++++ Source records

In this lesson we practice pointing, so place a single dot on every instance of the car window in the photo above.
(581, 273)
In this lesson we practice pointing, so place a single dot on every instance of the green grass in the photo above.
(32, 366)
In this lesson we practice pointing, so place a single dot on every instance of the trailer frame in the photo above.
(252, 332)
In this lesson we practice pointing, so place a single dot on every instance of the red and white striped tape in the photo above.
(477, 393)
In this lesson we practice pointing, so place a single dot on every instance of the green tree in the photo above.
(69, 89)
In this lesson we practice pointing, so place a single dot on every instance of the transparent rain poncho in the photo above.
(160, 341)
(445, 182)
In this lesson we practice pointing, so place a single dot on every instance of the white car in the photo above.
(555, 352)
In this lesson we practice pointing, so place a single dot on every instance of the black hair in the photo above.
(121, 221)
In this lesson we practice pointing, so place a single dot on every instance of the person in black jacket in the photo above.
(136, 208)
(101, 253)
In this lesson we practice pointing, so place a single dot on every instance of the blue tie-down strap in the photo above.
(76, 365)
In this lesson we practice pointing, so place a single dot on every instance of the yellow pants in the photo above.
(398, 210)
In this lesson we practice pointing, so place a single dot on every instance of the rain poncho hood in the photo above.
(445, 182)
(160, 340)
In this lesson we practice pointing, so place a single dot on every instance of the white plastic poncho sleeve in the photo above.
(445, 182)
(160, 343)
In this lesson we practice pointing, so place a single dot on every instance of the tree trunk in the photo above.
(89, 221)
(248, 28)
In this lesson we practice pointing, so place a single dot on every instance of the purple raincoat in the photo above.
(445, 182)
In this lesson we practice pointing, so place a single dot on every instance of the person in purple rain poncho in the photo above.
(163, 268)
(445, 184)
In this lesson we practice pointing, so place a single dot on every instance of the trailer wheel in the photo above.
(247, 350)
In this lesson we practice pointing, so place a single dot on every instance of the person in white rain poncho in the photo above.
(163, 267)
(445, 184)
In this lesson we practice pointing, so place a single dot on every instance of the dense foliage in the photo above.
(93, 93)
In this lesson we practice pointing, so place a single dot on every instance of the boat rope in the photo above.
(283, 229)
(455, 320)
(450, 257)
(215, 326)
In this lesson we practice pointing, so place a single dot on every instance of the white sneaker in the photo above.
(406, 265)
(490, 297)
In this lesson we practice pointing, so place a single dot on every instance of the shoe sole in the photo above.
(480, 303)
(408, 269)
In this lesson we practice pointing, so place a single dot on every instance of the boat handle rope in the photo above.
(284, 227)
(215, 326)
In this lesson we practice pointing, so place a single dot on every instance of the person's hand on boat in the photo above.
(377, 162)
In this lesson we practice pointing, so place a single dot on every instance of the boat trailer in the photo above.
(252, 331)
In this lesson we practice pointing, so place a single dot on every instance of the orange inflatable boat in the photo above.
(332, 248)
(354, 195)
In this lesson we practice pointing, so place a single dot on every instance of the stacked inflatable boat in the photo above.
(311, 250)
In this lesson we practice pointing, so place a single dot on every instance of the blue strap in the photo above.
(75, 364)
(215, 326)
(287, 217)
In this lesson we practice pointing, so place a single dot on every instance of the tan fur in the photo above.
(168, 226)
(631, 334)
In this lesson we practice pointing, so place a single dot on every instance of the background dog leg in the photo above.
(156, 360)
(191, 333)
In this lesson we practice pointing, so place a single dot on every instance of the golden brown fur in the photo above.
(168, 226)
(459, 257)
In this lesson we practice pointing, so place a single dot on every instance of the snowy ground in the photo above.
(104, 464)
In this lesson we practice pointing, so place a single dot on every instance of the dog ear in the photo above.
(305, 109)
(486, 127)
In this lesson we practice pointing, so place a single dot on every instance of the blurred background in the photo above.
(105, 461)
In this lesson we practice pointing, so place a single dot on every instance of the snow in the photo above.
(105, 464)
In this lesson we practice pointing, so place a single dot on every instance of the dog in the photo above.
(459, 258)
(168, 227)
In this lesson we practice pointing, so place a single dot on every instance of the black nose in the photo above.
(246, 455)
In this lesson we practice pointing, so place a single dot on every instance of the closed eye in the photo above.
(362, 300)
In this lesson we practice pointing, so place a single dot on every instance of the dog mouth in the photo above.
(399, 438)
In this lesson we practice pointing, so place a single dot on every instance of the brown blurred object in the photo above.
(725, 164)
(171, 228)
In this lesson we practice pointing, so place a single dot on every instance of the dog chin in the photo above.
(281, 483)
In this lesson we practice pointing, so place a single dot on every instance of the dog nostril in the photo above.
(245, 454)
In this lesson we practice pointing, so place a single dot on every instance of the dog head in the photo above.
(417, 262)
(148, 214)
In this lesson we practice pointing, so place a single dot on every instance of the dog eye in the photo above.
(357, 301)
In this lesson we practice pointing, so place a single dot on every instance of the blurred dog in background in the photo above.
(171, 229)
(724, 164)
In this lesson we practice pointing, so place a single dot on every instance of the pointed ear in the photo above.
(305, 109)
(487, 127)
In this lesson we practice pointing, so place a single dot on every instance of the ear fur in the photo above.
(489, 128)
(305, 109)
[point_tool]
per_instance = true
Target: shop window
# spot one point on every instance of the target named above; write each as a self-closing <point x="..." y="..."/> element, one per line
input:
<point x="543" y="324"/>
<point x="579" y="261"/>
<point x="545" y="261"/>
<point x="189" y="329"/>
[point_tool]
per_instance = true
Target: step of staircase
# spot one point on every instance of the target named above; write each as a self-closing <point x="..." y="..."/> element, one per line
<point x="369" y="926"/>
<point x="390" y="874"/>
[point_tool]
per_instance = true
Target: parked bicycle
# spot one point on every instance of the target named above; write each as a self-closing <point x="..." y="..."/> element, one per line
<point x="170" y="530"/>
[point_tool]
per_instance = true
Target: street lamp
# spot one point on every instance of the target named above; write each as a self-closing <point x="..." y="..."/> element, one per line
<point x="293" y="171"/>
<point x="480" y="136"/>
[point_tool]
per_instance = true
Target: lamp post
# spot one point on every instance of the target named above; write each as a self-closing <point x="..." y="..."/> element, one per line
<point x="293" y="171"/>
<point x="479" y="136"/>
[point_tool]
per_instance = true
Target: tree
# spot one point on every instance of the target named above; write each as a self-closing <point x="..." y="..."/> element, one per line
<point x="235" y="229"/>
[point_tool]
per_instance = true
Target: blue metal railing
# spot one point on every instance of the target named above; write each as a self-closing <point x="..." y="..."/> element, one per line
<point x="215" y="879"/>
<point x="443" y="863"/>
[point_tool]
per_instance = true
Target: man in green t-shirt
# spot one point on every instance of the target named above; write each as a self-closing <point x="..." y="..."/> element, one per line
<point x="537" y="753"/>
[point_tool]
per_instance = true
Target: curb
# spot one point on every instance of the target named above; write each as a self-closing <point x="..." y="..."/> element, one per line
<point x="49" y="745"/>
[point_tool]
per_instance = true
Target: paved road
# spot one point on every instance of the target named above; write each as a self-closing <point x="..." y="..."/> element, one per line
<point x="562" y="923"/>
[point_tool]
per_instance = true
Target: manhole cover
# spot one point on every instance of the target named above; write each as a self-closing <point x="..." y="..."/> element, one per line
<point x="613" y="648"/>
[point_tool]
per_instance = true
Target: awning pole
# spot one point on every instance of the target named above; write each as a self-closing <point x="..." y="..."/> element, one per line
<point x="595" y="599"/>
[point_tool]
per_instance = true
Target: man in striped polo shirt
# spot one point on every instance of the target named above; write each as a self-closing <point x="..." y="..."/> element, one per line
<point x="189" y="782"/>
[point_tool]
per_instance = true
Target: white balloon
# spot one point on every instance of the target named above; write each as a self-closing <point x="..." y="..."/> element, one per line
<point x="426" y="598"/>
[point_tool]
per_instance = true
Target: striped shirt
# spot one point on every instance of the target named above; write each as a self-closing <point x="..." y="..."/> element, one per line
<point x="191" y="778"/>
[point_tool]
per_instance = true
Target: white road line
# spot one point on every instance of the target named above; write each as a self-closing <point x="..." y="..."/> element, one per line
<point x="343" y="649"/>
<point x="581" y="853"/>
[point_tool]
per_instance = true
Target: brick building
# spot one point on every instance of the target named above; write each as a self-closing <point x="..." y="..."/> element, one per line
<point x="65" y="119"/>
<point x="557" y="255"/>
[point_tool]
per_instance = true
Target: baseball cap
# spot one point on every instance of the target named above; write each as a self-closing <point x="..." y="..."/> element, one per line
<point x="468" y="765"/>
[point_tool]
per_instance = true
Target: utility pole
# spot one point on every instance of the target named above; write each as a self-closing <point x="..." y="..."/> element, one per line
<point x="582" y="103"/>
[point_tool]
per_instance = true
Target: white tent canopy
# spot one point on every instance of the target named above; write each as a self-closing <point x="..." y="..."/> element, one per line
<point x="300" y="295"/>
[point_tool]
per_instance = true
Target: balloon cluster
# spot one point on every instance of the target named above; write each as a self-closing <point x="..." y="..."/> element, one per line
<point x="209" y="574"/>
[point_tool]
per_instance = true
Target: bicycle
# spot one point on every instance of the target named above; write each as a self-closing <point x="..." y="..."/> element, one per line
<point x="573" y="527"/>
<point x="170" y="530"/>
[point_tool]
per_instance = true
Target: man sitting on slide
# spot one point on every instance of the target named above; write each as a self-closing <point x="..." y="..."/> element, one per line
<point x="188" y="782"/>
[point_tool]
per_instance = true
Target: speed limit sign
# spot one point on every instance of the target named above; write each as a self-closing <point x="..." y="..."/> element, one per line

++++++++

Collect every line of the records above that contains the word "road", and copy each one out in full. Case counts.

Target: paved road
Target: white road line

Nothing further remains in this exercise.